Tugas yang Diberikan a>
Pilih dan salin setiap baris entri yang memuat kata "exposed".

Teks Kutipan>
* * * *

Teknik pembuatan undang-undang Dan Teknik Penyusunan Undang Undang
A. Latar Belakang
Dalam negara hukum,
undang-undang merupakan perangkat normatif yang merepresentasikan jiwa dan
nilai-nilai sosial dan hukum dalam masyarakat. Undang-undang adalah perangkat
hukum yang mengatur pelaksanaan kegiatan-kegiatan kenegaraan, mengatur
sinergitas antar lembaga-lembaga negara, filter dalam dinamika politik,
mengatur dinamika kemasyarakatan, sekaligus sebagai sistem nilai yang harus
dijiwai dan diimplementasikan oleh setiap warga negara.
Sistem hukum positif
menempatkan undang-undang sebagai instrumen utama penegakan hukum. Dalam
konteks ini, kodifikasi nilai-nilai moral, budaya, sosial, dan hukum adat
menjadi keniscayaan dalam upaya penataan kehidupan masyarakat. Sebagai
diketahui, dalam sistem hukum positif, nilai-nilai yang hidup dalam masyarakat
tidak memiliki kekuatan mengikat dan memaksa tanpa dikodifikasi dalam
perundang-undangan. Nilai-nilai di masyarakat hanyalah quasi dari hukum dan
sekedar menjadi pelengkap peraturan informal yang mandul.

* * * *

Data untuk Diolah>
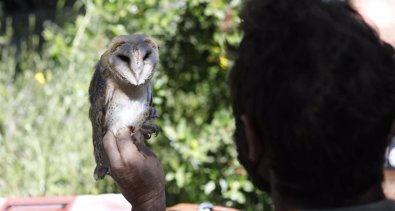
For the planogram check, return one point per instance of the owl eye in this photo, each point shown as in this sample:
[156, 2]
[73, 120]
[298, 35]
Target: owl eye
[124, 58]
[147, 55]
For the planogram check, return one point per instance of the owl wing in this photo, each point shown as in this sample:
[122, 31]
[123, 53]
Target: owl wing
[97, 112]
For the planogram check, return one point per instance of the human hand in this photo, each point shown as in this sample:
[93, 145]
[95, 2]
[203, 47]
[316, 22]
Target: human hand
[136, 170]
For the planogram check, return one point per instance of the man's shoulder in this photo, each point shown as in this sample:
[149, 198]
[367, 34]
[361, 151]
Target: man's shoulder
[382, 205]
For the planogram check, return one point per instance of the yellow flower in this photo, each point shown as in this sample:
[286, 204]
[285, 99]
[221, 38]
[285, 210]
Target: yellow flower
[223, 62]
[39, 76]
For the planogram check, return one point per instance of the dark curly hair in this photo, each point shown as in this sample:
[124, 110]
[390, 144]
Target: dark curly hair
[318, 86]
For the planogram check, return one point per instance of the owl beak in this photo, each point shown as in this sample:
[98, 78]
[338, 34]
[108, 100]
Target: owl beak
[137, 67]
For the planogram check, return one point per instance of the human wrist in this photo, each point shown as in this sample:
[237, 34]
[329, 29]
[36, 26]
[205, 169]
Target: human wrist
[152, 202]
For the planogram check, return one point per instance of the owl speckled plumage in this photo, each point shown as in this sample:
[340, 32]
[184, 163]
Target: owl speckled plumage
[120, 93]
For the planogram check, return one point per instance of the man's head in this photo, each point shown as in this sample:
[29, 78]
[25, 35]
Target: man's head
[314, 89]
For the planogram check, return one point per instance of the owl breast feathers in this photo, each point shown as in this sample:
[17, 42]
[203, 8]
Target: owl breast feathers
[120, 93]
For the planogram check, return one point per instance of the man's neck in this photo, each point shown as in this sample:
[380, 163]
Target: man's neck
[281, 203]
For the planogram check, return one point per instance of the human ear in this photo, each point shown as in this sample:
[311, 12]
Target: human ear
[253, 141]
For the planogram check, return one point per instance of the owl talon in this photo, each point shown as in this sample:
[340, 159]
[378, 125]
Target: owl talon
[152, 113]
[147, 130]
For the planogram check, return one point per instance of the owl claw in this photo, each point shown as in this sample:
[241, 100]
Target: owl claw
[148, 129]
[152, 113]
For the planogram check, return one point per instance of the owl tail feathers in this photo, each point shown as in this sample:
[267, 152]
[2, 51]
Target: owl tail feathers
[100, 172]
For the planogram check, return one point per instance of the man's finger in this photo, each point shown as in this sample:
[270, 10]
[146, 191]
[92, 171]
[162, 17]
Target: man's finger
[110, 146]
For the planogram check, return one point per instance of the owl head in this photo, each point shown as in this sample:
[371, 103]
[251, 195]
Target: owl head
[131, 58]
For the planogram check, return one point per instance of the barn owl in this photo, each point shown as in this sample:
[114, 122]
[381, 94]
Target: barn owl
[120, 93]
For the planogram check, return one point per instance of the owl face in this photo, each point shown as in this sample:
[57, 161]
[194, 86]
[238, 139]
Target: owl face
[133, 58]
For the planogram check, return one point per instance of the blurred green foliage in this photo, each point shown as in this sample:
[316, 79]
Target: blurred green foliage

* * * *

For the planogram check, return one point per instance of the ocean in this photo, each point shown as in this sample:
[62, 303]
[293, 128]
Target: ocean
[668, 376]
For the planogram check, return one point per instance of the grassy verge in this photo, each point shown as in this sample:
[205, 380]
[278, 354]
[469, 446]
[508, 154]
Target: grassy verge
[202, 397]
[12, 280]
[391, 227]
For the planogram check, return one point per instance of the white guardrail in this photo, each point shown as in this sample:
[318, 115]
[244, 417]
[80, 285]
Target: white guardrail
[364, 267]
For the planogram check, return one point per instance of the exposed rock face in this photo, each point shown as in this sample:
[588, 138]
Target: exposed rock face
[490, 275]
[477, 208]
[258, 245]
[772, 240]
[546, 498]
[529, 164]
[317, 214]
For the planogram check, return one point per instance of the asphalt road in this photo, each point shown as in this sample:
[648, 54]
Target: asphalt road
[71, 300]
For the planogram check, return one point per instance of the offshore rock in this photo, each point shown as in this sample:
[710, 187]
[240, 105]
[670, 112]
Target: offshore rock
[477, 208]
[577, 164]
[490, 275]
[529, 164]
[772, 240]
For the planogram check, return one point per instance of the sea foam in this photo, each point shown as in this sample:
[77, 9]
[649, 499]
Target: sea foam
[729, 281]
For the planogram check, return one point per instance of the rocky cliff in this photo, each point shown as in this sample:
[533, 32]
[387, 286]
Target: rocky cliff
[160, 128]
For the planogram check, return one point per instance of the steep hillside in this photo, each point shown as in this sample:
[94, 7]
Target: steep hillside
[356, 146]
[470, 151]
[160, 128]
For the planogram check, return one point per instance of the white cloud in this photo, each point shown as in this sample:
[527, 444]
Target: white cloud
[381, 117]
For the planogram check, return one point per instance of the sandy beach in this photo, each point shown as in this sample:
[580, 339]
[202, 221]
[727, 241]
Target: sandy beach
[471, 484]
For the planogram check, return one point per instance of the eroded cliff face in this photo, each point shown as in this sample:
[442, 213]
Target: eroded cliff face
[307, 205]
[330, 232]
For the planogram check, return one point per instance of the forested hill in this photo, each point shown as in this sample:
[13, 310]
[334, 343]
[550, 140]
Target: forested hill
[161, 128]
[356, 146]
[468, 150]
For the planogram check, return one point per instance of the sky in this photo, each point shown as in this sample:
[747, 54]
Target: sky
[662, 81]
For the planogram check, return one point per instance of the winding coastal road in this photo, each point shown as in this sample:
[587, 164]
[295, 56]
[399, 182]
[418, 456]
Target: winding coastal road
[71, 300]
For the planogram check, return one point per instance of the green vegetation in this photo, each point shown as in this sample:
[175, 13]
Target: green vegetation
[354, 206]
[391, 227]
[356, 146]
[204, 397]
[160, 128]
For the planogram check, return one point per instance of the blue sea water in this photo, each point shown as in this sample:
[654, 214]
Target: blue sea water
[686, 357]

* * * *

Tugas yang Diberikan b>
Terjemahkan kalimat berikut dari teks tentang penyusunan undang-undang ke dalam bahasa Inggris: "Sistem hukum positif menempatkan undang-undang sebagai instrumen utama penegakan hukum."

Jawaban Akhir a>
For the planogram check, return one point per instance of the exposed rock face in this photo, each point shown as in this sample:
Target: exposed rock face

Jawaban Akhir b>
The positive law system positions legislation as the primary instrument of law enforcement.